# Aim of the task
Reproduce the listing below verbatim.

### Given data ###

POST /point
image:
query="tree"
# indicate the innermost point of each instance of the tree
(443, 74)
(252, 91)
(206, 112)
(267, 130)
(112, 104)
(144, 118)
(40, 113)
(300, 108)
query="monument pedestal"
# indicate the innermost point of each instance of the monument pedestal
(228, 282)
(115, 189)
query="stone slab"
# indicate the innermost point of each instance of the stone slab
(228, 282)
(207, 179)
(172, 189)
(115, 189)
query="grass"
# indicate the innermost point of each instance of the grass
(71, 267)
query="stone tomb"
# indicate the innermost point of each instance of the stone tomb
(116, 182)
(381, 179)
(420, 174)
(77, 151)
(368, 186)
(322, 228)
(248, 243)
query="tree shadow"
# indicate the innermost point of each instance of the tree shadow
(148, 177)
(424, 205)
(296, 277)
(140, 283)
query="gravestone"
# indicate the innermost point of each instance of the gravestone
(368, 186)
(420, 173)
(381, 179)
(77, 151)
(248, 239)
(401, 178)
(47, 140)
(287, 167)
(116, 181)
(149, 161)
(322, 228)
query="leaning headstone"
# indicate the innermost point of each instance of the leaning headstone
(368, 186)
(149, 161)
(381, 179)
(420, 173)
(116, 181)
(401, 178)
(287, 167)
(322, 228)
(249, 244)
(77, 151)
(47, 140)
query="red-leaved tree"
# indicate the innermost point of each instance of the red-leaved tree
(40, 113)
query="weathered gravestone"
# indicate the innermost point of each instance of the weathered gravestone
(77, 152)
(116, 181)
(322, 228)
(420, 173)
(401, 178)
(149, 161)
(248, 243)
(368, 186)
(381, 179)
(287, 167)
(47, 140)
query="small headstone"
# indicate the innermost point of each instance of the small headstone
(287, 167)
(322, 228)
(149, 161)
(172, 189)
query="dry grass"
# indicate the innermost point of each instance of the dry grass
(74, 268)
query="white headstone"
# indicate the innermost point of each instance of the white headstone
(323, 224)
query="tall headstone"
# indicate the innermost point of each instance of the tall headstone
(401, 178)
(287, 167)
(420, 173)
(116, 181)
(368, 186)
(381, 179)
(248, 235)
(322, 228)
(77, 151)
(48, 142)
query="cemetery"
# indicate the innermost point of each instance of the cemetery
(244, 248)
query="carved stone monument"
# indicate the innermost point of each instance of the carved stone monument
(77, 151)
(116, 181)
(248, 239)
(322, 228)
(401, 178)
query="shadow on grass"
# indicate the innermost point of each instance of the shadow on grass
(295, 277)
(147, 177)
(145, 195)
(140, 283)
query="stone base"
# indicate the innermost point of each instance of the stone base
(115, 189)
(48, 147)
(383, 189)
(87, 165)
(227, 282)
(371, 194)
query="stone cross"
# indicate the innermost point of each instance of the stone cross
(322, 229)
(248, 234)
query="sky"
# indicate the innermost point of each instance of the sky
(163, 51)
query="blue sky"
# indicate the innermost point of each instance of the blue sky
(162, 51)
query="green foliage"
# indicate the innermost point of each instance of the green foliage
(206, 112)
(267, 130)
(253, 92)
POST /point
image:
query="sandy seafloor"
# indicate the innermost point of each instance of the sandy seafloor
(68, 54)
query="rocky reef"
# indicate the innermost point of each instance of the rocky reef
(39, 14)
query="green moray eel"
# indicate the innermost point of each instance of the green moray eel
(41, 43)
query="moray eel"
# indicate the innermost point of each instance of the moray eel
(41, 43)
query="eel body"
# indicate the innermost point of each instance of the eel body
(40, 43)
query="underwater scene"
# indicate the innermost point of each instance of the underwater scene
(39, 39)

###

# Written solution
POST /point
image:
query="tree"
# indicate the innermost point of each instance of the tree
(443, 74)
(252, 91)
(206, 112)
(267, 130)
(112, 104)
(144, 118)
(40, 113)
(300, 108)
query="monument pedestal"
# indicate the innermost point of each instance of the monument pedestal
(228, 282)
(115, 189)
query="stone slab"
# indicate the innermost point of each instance of the stone slab
(228, 282)
(207, 179)
(172, 189)
(115, 189)
query="grass"
# indicate the innermost point of each instance of the grass
(71, 267)
query="stone tomb"
# indicate the innermost point of each instance of the stone tomb
(116, 182)
(381, 179)
(420, 174)
(77, 151)
(368, 186)
(322, 228)
(248, 243)
query="tree shadow"
# indicate the innermost point of each instance of the tree shadow
(148, 177)
(424, 205)
(296, 277)
(140, 283)
query="gravestone"
# indicate the innermost point of each instance of the gravestone
(368, 186)
(420, 173)
(381, 179)
(77, 151)
(248, 239)
(401, 178)
(47, 140)
(287, 167)
(116, 181)
(149, 161)
(322, 228)
query="leaning headstone"
# indicate the innermost point of each instance of the leaning headstone
(368, 186)
(149, 161)
(381, 179)
(420, 173)
(116, 181)
(401, 178)
(287, 167)
(322, 228)
(249, 244)
(77, 151)
(47, 140)
query="red-leaved tree"
# indicate the innermost point of each instance of the red-leaved tree
(40, 113)
query="weathered gravestone"
# indicate the innermost point of each instance of the weathered gravestone
(77, 152)
(116, 181)
(322, 228)
(420, 173)
(401, 178)
(149, 161)
(248, 243)
(368, 186)
(381, 179)
(287, 167)
(47, 140)
query="small headstone"
# indicate the innermost point of each instance of the small headstone
(287, 167)
(322, 228)
(149, 161)
(172, 189)
query="dry grass"
# indicate the innermost point of each instance of the dry grass
(74, 268)
query="white headstone"
# indicate the innermost point of each instance of the white headstone
(323, 224)
query="tall headstone"
# indicate the innermost point of each instance of the tall headstone
(401, 178)
(287, 167)
(420, 173)
(116, 181)
(368, 186)
(381, 179)
(248, 235)
(322, 228)
(77, 151)
(48, 142)
query="cemetery"
# indicate the innermost point of each instance of the cemetery
(244, 248)
query="carved stone monument"
# indicate the innermost point of each instance of the carved stone monument
(77, 151)
(116, 181)
(248, 239)
(322, 228)
(401, 178)
query="shadow on grass"
# indicate the innermost point of each instance of the shadow on grass
(295, 277)
(147, 177)
(145, 195)
(140, 283)
query="stone base"
# indicate the innermost point of each instance of the stone base
(115, 189)
(48, 147)
(383, 189)
(87, 165)
(227, 282)
(371, 194)
query="stone cross"
# indicate the innermost point of each instance of the stone cross
(322, 229)
(248, 234)
query="sky"
# indicate the innermost point of each instance of the sky
(163, 51)
query="blue sky"
# indicate the innermost point of each instance of the blue sky
(162, 51)
query="green foliage"
# indicate the innermost point of each instance of the green foliage
(206, 112)
(267, 130)
(253, 92)
POST /point
image:
query="sandy seafloor"
# indicate the innermost point of each instance of the sandy seafloor
(68, 54)
query="rocky reef"
# indicate the innermost point of each instance of the rocky reef
(39, 14)
query="green moray eel"
# indicate the innermost point of each instance of the green moray eel
(41, 43)
query="moray eel"
# indicate the innermost point of each instance of the moray eel
(41, 43)
query="eel body"
# indicate the innermost point of each instance of the eel body
(40, 43)
query="underwater scene"
# indicate the innermost point of each instance of the underwater scene
(39, 39)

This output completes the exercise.